▶ Task goal: For this task, copy the data that follows exactly, keeping every character.

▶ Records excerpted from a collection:
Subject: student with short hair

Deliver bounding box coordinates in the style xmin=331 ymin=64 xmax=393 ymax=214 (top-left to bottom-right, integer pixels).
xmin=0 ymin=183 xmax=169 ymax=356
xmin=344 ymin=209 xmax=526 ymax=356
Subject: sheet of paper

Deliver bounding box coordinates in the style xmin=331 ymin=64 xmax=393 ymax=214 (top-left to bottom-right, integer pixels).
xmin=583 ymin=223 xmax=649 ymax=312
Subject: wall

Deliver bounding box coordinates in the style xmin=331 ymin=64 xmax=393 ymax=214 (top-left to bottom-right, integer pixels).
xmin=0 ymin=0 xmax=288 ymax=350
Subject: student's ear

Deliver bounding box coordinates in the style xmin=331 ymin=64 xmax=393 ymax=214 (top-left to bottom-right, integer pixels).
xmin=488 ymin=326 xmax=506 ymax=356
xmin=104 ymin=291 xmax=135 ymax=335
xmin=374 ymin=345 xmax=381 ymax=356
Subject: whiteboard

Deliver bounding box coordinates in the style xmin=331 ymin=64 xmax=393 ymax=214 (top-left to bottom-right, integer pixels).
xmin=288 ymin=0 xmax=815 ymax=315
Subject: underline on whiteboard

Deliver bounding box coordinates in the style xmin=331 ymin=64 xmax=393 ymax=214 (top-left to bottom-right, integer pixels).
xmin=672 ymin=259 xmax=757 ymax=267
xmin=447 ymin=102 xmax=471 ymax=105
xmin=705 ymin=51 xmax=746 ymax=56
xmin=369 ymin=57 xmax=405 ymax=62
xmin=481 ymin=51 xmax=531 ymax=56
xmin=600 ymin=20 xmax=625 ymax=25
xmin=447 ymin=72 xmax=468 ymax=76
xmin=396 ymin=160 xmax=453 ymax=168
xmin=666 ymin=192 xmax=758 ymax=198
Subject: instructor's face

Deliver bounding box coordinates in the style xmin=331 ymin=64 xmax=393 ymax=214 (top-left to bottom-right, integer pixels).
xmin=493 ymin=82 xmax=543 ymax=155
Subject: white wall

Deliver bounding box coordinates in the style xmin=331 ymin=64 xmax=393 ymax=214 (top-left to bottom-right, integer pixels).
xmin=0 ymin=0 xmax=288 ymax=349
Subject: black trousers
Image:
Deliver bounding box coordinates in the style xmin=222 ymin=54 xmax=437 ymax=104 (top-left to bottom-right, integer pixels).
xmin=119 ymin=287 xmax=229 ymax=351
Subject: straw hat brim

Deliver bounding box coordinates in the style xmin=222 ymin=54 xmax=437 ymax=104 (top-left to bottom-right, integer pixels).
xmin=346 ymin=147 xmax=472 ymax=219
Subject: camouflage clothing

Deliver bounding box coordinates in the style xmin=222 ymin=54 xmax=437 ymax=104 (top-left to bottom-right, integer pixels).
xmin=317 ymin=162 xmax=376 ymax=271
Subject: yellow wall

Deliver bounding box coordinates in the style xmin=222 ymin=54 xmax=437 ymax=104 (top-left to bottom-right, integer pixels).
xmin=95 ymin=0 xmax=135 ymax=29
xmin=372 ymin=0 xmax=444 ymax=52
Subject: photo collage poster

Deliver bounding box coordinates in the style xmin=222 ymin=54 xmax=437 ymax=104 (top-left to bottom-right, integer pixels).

▶ Response to this task:
Subject: student with short hair

Deliver bounding box coordinates in the style xmin=331 ymin=64 xmax=393 ymax=214 (top-left to bottom-right, integer pixels).
xmin=0 ymin=183 xmax=169 ymax=356
xmin=344 ymin=209 xmax=526 ymax=356
Subject: sheet of paper

Deliver bounding box coordinates in the style xmin=331 ymin=64 xmax=393 ymax=214 (top-left to bottom-right, integer pixels).
xmin=583 ymin=223 xmax=649 ymax=312
Subject: wall

Deliver bounding box coordinates in the style xmin=331 ymin=64 xmax=393 ymax=214 (top-left to bottom-right, integer pixels).
xmin=0 ymin=0 xmax=288 ymax=350
Subject: student's ear

Deliver bounding box coordinates in the style xmin=331 ymin=64 xmax=393 ymax=214 (top-left to bottom-right, integer pixels).
xmin=488 ymin=326 xmax=506 ymax=356
xmin=104 ymin=291 xmax=135 ymax=335
xmin=374 ymin=345 xmax=381 ymax=356
Subject: whiteboard

Deliver bounding box coordinates in the style xmin=331 ymin=64 xmax=393 ymax=214 (top-left to bottom-right, integer pixels).
xmin=288 ymin=0 xmax=815 ymax=315
Subject: underline on whiteboard

Deliver bounding box coordinates in the style xmin=331 ymin=64 xmax=393 ymax=214 (top-left to bottom-right, integer pixels).
xmin=672 ymin=259 xmax=757 ymax=267
xmin=447 ymin=102 xmax=471 ymax=105
xmin=705 ymin=51 xmax=746 ymax=56
xmin=369 ymin=57 xmax=405 ymax=62
xmin=481 ymin=51 xmax=531 ymax=56
xmin=600 ymin=20 xmax=625 ymax=25
xmin=447 ymin=72 xmax=468 ymax=76
xmin=396 ymin=160 xmax=453 ymax=168
xmin=666 ymin=192 xmax=758 ymax=198
Subject: instructor's face

Deliver bounding box coordinates in the style xmin=331 ymin=64 xmax=393 ymax=214 (top-left to bottom-right, integer pixels).
xmin=493 ymin=82 xmax=543 ymax=155
Subject: white wall

Deliver bounding box coordinates in the style xmin=331 ymin=64 xmax=393 ymax=214 (top-left to bottom-right, integer pixels).
xmin=0 ymin=0 xmax=288 ymax=349
Subject: black trousers
Image:
Deliver bounding box coordinates in the style xmin=222 ymin=54 xmax=437 ymax=104 (top-left to bottom-right, integer pixels).
xmin=119 ymin=287 xmax=229 ymax=351
Subject: straw hat brim

Deliver bounding box coordinates in the style xmin=222 ymin=54 xmax=437 ymax=104 (top-left to bottom-right, integer pixels).
xmin=346 ymin=147 xmax=472 ymax=219
Subject: camouflage clothing

Deliver bounding box coordinates in the style xmin=222 ymin=54 xmax=437 ymax=104 (top-left to bottom-right, integer pixels).
xmin=317 ymin=162 xmax=376 ymax=271
Subject: yellow wall

Deliver bounding box coordinates in the style xmin=222 ymin=54 xmax=437 ymax=104 (top-left to bottom-right, integer pixels).
xmin=95 ymin=0 xmax=135 ymax=29
xmin=372 ymin=0 xmax=444 ymax=52
Subject: photo collage poster

Deliver bounding box coordinates in the style xmin=222 ymin=54 xmax=437 ymax=104 (top-left to bottom-right, integer pixels).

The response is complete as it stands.